__What to do__
Scan the records for the line containing "police car side"; extract it and all later lines, verbatim, through the end, and nothing before it.

__Supplied data__
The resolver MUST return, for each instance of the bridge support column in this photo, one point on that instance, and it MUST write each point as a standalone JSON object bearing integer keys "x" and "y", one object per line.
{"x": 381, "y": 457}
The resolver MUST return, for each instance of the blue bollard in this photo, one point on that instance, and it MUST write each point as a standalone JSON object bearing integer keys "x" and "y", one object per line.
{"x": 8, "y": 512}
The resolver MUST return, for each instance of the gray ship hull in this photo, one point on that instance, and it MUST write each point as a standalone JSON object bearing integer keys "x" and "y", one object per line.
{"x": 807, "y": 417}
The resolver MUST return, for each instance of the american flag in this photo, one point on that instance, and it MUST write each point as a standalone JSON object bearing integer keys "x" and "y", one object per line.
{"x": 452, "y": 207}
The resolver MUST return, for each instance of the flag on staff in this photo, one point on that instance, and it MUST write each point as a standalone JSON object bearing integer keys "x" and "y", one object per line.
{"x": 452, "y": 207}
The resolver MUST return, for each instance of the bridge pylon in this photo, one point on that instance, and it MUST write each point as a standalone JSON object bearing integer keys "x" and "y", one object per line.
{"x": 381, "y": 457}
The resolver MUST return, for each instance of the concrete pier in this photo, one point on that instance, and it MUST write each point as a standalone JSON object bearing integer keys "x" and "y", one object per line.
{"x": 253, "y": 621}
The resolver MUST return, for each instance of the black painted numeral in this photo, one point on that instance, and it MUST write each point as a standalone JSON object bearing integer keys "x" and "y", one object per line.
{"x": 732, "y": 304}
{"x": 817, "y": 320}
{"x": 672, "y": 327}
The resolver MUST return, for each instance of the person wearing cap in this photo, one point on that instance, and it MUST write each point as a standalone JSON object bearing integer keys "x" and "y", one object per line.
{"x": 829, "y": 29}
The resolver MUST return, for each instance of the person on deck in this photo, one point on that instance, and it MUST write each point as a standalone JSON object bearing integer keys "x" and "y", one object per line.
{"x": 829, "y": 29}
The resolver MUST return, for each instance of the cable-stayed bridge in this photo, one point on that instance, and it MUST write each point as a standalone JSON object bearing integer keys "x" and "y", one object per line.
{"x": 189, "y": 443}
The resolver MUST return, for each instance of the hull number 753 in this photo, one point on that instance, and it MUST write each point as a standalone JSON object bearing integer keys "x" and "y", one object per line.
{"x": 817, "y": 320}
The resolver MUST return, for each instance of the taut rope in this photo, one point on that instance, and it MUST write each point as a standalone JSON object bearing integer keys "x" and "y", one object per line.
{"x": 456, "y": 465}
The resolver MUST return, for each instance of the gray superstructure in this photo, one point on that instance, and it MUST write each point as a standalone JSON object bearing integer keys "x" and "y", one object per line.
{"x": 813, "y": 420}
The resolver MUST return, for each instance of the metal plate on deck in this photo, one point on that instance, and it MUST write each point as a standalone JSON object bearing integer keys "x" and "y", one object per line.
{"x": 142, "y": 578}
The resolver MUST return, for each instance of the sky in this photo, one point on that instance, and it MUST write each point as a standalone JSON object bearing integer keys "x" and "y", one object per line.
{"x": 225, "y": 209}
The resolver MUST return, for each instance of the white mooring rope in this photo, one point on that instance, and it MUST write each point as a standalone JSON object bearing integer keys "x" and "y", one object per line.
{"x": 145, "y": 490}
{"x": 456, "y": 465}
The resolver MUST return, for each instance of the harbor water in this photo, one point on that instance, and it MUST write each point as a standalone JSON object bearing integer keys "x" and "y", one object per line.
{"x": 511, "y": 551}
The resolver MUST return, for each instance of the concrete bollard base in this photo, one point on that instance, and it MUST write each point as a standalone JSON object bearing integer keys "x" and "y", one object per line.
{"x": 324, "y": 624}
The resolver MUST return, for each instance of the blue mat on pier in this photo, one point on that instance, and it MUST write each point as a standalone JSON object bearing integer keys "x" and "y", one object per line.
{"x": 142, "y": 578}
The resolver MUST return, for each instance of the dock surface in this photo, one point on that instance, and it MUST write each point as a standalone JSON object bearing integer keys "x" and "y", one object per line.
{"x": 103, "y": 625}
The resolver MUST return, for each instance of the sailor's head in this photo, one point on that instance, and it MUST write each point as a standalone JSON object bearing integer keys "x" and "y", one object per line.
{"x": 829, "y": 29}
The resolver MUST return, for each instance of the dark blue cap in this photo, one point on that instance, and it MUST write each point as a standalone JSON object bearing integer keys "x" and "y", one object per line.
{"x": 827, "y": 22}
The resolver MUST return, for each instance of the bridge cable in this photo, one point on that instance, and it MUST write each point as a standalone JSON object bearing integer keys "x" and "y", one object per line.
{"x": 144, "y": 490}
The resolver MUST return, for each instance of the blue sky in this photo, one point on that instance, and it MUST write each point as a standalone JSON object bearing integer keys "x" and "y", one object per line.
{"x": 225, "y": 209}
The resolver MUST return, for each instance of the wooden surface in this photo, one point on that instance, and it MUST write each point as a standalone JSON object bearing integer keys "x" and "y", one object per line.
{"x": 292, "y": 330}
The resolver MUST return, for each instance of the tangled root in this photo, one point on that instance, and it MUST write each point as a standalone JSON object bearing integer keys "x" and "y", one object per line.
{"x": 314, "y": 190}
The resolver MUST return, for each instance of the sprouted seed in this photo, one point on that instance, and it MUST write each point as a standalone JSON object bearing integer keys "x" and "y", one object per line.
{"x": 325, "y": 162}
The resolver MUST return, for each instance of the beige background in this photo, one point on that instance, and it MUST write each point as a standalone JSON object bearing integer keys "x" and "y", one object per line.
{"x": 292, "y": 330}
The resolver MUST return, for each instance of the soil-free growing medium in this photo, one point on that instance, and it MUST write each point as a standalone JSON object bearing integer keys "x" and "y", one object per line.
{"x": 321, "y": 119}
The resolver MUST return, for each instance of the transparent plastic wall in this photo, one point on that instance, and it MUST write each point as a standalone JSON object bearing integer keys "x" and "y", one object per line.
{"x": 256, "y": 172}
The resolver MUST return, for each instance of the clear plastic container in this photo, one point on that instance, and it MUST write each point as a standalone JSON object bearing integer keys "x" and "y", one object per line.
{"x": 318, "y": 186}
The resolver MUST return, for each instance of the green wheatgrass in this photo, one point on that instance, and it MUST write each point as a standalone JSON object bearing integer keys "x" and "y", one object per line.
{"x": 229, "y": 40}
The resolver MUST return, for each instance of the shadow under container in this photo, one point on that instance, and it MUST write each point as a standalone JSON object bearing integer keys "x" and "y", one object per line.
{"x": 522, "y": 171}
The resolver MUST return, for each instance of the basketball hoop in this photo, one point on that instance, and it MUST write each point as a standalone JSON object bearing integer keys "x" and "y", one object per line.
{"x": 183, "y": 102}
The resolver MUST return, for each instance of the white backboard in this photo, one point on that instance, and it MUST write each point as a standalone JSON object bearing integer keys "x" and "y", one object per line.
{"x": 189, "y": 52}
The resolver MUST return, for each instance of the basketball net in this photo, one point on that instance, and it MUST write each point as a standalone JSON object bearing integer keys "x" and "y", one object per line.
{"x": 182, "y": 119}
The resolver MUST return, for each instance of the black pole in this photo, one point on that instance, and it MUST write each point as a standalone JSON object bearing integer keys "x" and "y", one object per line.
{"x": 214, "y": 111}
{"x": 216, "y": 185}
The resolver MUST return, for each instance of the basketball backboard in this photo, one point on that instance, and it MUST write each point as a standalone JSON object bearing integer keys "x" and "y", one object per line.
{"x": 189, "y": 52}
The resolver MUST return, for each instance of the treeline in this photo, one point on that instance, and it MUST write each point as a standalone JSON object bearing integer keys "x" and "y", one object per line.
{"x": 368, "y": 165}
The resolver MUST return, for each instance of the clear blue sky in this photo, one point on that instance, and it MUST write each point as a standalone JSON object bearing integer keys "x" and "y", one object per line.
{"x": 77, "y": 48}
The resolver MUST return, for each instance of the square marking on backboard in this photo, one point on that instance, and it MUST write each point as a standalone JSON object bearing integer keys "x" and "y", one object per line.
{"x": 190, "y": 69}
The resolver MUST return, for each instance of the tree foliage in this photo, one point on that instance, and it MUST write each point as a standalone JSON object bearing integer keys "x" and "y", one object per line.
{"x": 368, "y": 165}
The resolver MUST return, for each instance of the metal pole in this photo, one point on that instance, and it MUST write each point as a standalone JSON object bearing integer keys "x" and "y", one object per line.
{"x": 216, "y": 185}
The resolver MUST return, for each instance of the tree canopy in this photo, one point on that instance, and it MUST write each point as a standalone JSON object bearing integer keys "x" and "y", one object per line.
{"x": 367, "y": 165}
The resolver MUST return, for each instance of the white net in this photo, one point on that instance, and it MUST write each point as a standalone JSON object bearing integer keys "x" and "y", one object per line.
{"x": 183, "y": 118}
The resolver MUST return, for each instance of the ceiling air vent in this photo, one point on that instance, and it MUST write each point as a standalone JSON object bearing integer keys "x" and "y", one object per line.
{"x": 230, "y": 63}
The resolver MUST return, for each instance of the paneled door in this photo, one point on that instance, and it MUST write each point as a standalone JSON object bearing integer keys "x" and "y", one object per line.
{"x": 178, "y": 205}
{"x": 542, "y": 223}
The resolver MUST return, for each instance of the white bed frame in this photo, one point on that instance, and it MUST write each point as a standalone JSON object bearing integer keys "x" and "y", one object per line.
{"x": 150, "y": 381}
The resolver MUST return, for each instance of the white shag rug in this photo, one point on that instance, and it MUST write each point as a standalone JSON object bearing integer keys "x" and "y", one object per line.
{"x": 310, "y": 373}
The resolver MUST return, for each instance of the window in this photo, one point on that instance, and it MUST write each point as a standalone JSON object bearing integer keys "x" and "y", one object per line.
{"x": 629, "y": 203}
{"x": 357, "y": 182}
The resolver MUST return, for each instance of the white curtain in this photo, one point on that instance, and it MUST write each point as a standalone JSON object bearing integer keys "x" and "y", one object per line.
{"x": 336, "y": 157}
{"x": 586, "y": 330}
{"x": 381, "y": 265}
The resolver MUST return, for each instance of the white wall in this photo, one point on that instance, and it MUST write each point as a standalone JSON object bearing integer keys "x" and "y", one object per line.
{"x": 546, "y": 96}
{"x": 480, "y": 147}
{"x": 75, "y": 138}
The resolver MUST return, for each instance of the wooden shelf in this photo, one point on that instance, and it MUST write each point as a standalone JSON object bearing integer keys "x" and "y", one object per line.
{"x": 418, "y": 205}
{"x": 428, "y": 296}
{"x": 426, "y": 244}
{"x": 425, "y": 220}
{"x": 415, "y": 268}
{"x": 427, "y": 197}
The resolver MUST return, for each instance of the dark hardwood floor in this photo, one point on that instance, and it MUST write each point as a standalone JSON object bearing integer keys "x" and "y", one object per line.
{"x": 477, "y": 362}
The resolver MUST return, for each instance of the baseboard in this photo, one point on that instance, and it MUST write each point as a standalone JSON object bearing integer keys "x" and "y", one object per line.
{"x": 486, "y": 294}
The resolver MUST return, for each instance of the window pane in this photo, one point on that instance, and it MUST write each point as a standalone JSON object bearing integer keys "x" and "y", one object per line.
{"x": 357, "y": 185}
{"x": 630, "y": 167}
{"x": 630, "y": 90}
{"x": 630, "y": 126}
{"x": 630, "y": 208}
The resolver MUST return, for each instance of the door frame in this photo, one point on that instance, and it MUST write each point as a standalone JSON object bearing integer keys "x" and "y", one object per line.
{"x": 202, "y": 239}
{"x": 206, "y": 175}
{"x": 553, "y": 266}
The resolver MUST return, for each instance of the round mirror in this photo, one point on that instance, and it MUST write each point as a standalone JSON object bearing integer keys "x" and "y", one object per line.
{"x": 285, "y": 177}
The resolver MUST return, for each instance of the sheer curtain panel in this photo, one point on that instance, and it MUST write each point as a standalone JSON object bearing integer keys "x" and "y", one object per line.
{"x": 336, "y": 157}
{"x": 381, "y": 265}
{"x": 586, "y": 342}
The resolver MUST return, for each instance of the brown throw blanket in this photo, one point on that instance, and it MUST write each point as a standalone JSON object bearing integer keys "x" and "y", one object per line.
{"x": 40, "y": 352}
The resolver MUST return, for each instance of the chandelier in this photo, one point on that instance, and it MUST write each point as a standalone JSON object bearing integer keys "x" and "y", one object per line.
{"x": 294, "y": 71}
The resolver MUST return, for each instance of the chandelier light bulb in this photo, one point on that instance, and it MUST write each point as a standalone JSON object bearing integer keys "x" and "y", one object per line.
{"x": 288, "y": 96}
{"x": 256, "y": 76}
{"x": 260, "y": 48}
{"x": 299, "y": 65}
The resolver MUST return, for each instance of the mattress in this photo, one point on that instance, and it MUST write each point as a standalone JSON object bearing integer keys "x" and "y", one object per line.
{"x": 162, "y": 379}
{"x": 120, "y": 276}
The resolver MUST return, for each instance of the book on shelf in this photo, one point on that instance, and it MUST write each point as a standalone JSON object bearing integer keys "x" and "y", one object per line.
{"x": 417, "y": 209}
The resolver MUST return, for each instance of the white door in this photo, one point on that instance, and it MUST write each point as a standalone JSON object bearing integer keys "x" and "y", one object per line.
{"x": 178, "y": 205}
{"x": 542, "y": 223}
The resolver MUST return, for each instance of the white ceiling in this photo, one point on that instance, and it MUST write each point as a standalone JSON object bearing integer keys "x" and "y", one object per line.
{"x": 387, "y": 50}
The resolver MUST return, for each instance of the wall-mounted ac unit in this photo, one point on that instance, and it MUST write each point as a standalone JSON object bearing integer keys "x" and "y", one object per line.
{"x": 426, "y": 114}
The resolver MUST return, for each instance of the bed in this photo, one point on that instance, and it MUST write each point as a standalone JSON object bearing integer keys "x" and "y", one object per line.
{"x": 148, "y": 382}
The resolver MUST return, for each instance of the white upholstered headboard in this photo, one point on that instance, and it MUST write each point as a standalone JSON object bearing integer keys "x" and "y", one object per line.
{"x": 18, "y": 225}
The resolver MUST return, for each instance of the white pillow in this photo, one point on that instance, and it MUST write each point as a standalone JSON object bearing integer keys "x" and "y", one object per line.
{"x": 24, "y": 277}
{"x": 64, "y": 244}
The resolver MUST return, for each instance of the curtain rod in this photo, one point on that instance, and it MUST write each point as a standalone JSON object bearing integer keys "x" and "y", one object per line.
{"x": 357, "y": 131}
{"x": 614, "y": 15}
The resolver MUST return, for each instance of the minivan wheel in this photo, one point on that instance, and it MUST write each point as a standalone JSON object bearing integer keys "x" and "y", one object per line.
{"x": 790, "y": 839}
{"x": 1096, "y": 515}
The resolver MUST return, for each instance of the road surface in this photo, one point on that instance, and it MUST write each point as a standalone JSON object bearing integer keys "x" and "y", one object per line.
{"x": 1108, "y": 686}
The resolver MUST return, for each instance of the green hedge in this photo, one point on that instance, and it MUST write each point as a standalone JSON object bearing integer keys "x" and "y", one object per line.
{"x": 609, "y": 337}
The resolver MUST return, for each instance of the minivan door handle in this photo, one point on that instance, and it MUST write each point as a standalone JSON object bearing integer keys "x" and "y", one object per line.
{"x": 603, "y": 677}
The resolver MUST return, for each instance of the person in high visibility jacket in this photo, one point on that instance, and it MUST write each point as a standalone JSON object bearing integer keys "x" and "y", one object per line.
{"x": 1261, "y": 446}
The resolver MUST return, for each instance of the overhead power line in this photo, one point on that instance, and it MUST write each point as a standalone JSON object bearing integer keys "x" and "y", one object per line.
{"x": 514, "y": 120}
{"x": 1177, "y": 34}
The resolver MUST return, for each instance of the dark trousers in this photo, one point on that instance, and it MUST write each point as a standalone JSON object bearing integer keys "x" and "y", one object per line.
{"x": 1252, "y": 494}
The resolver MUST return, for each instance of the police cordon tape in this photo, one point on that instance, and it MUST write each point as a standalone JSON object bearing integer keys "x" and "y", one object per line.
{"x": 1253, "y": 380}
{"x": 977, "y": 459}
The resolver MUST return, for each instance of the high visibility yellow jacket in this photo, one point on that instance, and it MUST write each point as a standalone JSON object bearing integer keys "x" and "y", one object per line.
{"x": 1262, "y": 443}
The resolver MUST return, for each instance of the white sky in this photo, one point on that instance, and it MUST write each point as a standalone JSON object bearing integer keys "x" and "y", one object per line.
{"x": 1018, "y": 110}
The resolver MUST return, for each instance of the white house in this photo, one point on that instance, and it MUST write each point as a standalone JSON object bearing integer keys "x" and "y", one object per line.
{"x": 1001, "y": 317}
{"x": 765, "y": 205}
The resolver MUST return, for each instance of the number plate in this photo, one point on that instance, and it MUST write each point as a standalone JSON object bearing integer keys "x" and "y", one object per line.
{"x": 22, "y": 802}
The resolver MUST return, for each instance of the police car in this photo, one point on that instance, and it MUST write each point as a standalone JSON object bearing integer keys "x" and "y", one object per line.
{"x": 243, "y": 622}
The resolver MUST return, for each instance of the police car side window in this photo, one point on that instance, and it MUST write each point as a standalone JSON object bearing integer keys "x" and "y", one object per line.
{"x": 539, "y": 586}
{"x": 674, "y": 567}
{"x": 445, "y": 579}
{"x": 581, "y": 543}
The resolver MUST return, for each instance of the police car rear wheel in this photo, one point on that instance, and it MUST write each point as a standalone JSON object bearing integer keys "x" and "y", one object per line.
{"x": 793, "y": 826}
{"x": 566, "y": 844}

__Exercise result__
The resolver MUST return, for each instance of the police car side window in this photo, one point on that instance, and it MUST write each point as a standalone JSON object bearing integer keys "x" and "y", one object per line.
{"x": 539, "y": 586}
{"x": 674, "y": 567}
{"x": 445, "y": 579}
{"x": 581, "y": 543}
The resolver MUST return, for each instance of the police car rear wheel in this photo, one point on that instance, and it MUST write each point as a standalone JSON object bearing integer keys "x" and "y", one object per line.
{"x": 793, "y": 826}
{"x": 566, "y": 844}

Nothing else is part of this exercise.